→ **Short task**: Render every line of the rows below as a Markdown table with the columns Row and Line text, numbering the lines in order and leaving out blank ones.

→ **Available records**:

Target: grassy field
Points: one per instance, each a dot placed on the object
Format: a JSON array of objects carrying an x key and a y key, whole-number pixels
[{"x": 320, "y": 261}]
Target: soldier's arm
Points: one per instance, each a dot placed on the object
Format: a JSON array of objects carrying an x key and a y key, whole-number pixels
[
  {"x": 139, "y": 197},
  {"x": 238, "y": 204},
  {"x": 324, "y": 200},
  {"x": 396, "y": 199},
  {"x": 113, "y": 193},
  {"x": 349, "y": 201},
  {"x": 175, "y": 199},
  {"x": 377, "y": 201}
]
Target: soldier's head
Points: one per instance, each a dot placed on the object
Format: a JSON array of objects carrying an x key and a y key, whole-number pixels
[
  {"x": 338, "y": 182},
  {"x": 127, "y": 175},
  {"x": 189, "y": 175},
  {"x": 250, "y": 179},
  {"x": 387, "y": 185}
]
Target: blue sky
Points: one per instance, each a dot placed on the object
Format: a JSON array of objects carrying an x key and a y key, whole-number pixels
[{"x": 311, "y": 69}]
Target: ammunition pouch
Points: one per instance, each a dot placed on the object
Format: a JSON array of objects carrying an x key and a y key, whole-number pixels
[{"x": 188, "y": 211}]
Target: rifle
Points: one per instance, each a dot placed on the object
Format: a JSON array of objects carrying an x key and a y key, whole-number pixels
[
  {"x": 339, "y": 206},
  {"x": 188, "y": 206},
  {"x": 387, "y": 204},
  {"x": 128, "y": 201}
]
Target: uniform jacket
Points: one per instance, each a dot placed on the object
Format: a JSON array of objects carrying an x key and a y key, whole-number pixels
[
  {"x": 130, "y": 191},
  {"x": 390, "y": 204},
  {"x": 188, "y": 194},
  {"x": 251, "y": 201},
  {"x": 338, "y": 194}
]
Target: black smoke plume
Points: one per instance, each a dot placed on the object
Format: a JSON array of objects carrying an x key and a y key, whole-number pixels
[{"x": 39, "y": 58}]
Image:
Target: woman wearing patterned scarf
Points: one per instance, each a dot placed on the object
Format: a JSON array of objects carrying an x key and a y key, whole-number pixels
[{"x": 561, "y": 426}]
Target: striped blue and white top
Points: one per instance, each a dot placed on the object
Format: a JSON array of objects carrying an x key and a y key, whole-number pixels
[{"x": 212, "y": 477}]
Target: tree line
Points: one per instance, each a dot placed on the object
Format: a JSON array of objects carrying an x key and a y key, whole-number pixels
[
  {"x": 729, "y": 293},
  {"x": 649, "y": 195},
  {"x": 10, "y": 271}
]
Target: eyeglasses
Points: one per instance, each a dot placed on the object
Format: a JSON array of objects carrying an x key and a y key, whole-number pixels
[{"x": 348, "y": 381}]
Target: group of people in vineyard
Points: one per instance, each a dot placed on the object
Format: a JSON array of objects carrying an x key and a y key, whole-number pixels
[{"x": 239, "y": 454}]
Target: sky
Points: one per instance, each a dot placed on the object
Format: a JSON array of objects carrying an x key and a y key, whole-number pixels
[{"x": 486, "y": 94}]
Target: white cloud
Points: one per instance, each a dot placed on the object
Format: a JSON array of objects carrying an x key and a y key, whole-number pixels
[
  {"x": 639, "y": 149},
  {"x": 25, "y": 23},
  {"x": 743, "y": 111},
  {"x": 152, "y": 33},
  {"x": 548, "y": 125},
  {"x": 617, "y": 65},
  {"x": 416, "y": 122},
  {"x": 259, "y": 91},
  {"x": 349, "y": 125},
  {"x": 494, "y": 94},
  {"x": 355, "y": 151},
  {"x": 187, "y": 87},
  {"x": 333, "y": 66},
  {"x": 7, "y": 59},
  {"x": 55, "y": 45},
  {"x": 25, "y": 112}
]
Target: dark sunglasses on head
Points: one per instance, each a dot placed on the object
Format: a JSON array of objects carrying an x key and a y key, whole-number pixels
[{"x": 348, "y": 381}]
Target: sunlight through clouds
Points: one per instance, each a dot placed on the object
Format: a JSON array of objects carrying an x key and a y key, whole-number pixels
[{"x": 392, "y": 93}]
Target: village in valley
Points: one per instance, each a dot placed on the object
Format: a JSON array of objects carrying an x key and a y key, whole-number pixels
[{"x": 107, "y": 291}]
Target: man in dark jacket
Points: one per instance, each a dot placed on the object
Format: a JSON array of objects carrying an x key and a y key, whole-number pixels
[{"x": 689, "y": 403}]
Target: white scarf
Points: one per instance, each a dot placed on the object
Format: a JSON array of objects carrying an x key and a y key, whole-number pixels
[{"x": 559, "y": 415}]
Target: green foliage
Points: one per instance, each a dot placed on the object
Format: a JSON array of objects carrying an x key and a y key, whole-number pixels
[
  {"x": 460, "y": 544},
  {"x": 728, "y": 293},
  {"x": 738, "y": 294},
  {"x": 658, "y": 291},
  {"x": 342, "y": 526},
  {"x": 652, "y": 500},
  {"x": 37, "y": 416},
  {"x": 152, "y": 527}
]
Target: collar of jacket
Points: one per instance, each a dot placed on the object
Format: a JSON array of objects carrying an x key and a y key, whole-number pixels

→ **Answer to this exercise**:
| Row | Line text |
|---|---|
| 1 | Target: grassy field |
| 2 | Points: one per instance, each a dot placed on the object |
| 3 | Format: a JSON array of objects carrying an x key and a y key, whole-number pixels |
| 4 | [{"x": 320, "y": 261}] |
| 5 | Target: soldier's arm |
| 6 | Points: one per instance, each a dot placed on the object |
| 7 | Format: a JSON array of objects carrying an x key and a y key, whole-number pixels |
| 8 | [ |
| 9 |   {"x": 139, "y": 197}, |
| 10 |   {"x": 238, "y": 204}, |
| 11 |   {"x": 324, "y": 200}, |
| 12 |   {"x": 396, "y": 199}, |
| 13 |   {"x": 113, "y": 193}, |
| 14 |   {"x": 349, "y": 201}, |
| 15 |   {"x": 175, "y": 199}, |
| 16 |   {"x": 377, "y": 201} |
| 17 | ] |
| 18 | Target: soldier's head |
| 19 | Points: one per instance, each a dot placed on the object |
| 20 | Format: a JSON array of objects carrying an x key and a y key, whole-number pixels |
| 21 | [ |
| 22 |   {"x": 338, "y": 182}, |
| 23 |   {"x": 127, "y": 175}, |
| 24 |   {"x": 189, "y": 175}, |
| 25 |   {"x": 250, "y": 179}, |
| 26 |   {"x": 387, "y": 185} |
| 27 | ] |
| 28 | Target: blue sky |
| 29 | Points: one per instance, each a dot placed on the object |
| 30 | Format: a JSON array of objects carrying an x key and a y key, whole-number pixels |
| 31 | [{"x": 311, "y": 69}] |
| 32 | Target: ammunition pouch |
| 33 | Points: one per instance, each a dot placed on the object |
| 34 | Format: a JSON array of objects carrying an x key and a y key, whole-number pixels |
| 35 | [{"x": 188, "y": 211}] |
| 36 | Target: rifle |
| 37 | Points: one per instance, each a dot placed on the object |
| 38 | Format: a JSON array of objects carrying an x key and a y key, whole-number pixels |
| 39 | [ |
| 40 |   {"x": 339, "y": 206}, |
| 41 |   {"x": 188, "y": 206}, |
| 42 |   {"x": 387, "y": 204}, |
| 43 |   {"x": 128, "y": 201} |
| 44 | ] |
| 45 | Target: uniform jacket |
| 46 | Points: one per instance, each a dot placed on the object |
| 47 | Format: a JSON array of objects carrying an x key and a y key, whole-number pixels |
| 48 | [ |
| 49 |   {"x": 130, "y": 191}, |
| 50 |   {"x": 390, "y": 204}, |
| 51 |   {"x": 188, "y": 194}, |
| 52 |   {"x": 251, "y": 201}, |
| 53 |   {"x": 338, "y": 194} |
| 54 | ] |
| 55 | Target: black smoke plume |
| 56 | Points: one per instance, each a dot placed on the object |
| 57 | Format: a JSON array of objects carrying an x key and a y key, whole-number pixels |
| 58 | [{"x": 39, "y": 58}] |
| 59 | Image: |
| 60 | Target: woman wearing patterned scarf |
| 61 | Points: one per instance, each a dot placed on the object |
| 62 | Format: a JSON array of objects carrying an x key and a y key, whole-number pixels |
| 63 | [{"x": 561, "y": 426}] |
| 64 | Target: striped blue and white top |
| 65 | Points: one per instance, each a dot placed on the object |
| 66 | Format: a JSON array of objects carrying an x key and a y key, whole-number pixels |
| 67 | [{"x": 212, "y": 477}] |
| 68 | Target: tree line |
| 69 | Points: one per instance, each a dot placed on the object |
| 70 | Format: a JSON array of objects carrying an x key and a y key, whole-number pixels |
| 71 | [ |
| 72 |   {"x": 729, "y": 293}, |
| 73 |   {"x": 649, "y": 195}, |
| 74 |   {"x": 10, "y": 271} |
| 75 | ] |
| 76 | Target: eyeglasses |
| 77 | Points: one per instance, each a dot placed on the object |
| 78 | Format: a JSON array of objects carrying an x key and a y key, whole-number pixels |
| 79 | [{"x": 348, "y": 381}] |
| 80 | Target: group of people in vineyard |
| 81 | Points: one per instance, each a dot placed on the object |
| 82 | Format: a JSON array of objects carrying an x key and a y key, whole-number pixels |
| 83 | [{"x": 239, "y": 454}] |
| 84 | Target: sky |
| 85 | Points: one per instance, each a dot placed on the object |
| 86 | Format: a JSON array of objects carrying an x key and a y key, whole-number pixels |
| 87 | [{"x": 486, "y": 94}] |
| 88 | Target: white cloud |
| 89 | Points: one per instance, each a dot placed on the object |
| 90 | Format: a JSON array of objects carrying an x key and a y key, whole-number pixels |
| 91 | [ |
| 92 |   {"x": 639, "y": 149}, |
| 93 |   {"x": 25, "y": 23}, |
| 94 |   {"x": 743, "y": 111}, |
| 95 |   {"x": 152, "y": 33}, |
| 96 |   {"x": 548, "y": 125}, |
| 97 |   {"x": 617, "y": 65}, |
| 98 |   {"x": 416, "y": 122}, |
| 99 |   {"x": 259, "y": 91}, |
| 100 |   {"x": 349, "y": 125}, |
| 101 |   {"x": 494, "y": 94}, |
| 102 |   {"x": 355, "y": 151}, |
| 103 |   {"x": 187, "y": 87}, |
| 104 |   {"x": 333, "y": 66}, |
| 105 |   {"x": 7, "y": 59}, |
| 106 |   {"x": 55, "y": 45}, |
| 107 |   {"x": 25, "y": 112} |
| 108 | ] |
| 109 | Target: dark sunglasses on head |
| 110 | Points: one per instance, each a dot placed on the object |
| 111 | Format: a JSON array of objects carrying an x key and a y key, whole-number pixels |
| 112 | [{"x": 348, "y": 381}] |
| 113 | Target: sunlight through clouds |
| 114 | Points: one per instance, each a dot placed on the object |
| 115 | Format: a JSON array of objects carrying an x key and a y key, whole-number pixels |
| 116 | [{"x": 392, "y": 93}] |
| 117 | Target: village in valley |
| 118 | Points: one per instance, each a dot placed on the object |
| 119 | Format: a JSON array of objects carrying an x key and a y key, whole-number pixels |
| 120 | [{"x": 107, "y": 291}] |
| 121 | Target: man in dark jacket |
| 122 | Points: one per instance, each a dot placed on the object |
| 123 | Format: a JSON array of objects carrying an x key and a y key, whole-number pixels |
| 124 | [{"x": 689, "y": 403}] |
| 125 | Target: white scarf |
| 126 | Points: one per instance, each a dot placed on the object |
| 127 | Format: a JSON array of objects carrying an x key and a y key, whole-number pixels |
| 128 | [{"x": 559, "y": 415}] |
| 129 | Target: green foliage |
| 130 | Points: one per instance, each a dot placed on the object |
| 131 | Format: a JSON array of objects carrying an x key and a y key, whole-number pixels |
| 132 | [ |
| 133 |   {"x": 460, "y": 544}, |
| 134 |   {"x": 728, "y": 293}, |
| 135 |   {"x": 738, "y": 294}, |
| 136 |   {"x": 658, "y": 291}, |
| 137 |   {"x": 342, "y": 526}, |
| 138 |   {"x": 652, "y": 500}, |
| 139 |   {"x": 37, "y": 416}, |
| 140 |   {"x": 152, "y": 527} |
| 141 | ] |
| 142 | Target: collar of jacket |
| 143 | Points: one per instance, each a dot placed on the object |
| 144 | Format: a JSON array of objects carrying an x key and a y key, whole-number pixels |